WHAT IS REQUIRED:
Locate each line in the listing below that contains the word "brick" and copy those lines.

--- TASK DATA ---

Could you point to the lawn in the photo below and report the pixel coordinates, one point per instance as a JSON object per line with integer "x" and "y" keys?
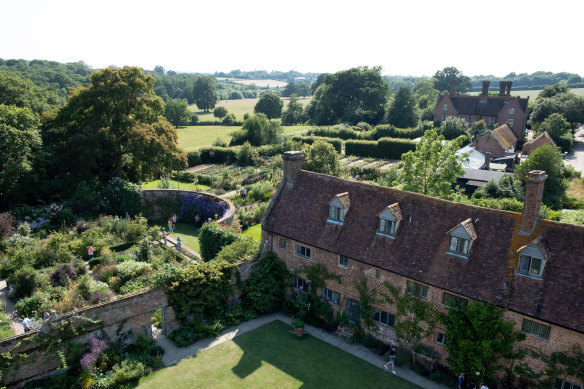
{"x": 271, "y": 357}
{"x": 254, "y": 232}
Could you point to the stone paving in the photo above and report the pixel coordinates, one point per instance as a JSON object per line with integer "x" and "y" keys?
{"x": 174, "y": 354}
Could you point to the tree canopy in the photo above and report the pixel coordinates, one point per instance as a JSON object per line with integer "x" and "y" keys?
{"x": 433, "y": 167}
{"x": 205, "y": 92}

---
--- TASK DATA ---

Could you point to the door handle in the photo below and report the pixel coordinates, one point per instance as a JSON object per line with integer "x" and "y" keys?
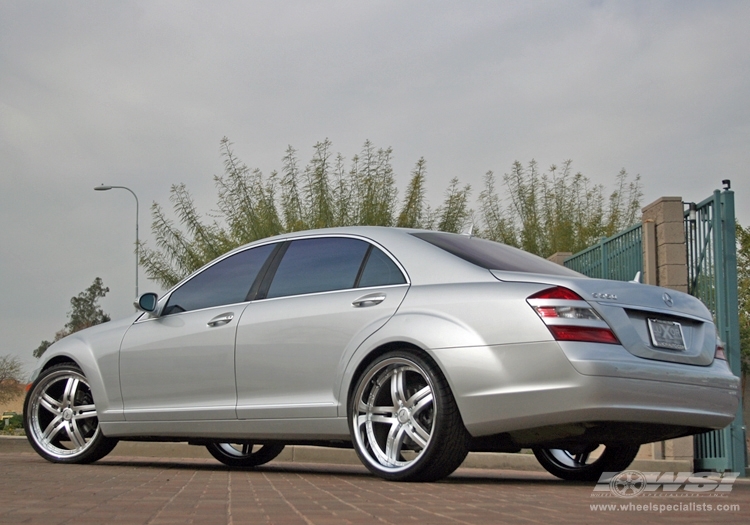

---
--- TASK DATA ---

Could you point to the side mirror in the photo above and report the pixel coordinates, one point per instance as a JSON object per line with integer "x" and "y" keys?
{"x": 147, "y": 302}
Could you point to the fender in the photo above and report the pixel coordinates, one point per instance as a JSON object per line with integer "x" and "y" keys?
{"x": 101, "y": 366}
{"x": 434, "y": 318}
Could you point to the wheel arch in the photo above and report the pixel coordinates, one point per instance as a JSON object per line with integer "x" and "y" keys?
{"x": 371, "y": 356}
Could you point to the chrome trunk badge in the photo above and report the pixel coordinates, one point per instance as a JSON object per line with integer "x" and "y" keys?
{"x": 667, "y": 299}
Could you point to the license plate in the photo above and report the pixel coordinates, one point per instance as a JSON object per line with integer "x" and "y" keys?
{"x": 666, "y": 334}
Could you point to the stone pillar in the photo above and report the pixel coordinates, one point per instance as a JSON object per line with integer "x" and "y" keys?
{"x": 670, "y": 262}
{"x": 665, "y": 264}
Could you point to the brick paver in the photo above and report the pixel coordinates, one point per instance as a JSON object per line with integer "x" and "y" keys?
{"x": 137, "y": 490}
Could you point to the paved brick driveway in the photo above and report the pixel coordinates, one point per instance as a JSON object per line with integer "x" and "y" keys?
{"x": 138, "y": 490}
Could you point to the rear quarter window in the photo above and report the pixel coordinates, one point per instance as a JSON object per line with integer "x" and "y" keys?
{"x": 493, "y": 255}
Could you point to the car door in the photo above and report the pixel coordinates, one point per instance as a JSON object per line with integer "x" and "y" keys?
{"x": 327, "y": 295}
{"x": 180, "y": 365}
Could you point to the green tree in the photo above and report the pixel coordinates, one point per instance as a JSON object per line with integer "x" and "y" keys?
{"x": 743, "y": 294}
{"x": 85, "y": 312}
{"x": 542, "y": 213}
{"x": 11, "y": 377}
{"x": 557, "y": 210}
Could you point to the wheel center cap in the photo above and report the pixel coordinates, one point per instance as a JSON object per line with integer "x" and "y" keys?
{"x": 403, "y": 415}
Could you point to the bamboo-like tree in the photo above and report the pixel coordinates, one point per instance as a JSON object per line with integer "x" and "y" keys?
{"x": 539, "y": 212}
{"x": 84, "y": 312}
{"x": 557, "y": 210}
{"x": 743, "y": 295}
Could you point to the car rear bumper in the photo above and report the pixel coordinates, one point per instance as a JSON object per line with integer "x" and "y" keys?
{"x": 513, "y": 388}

---

TASK ANSWER:
Could you point to the brick paver in the photo above and report the pixel coordinates, one point per instance as a JSON object per line with integer "x" and "y" keys?
Could you point to the paved brick driveway in the photo above and report the pixel coordinates, one point per instance as a JSON object per line with integer "x" and "y" keys?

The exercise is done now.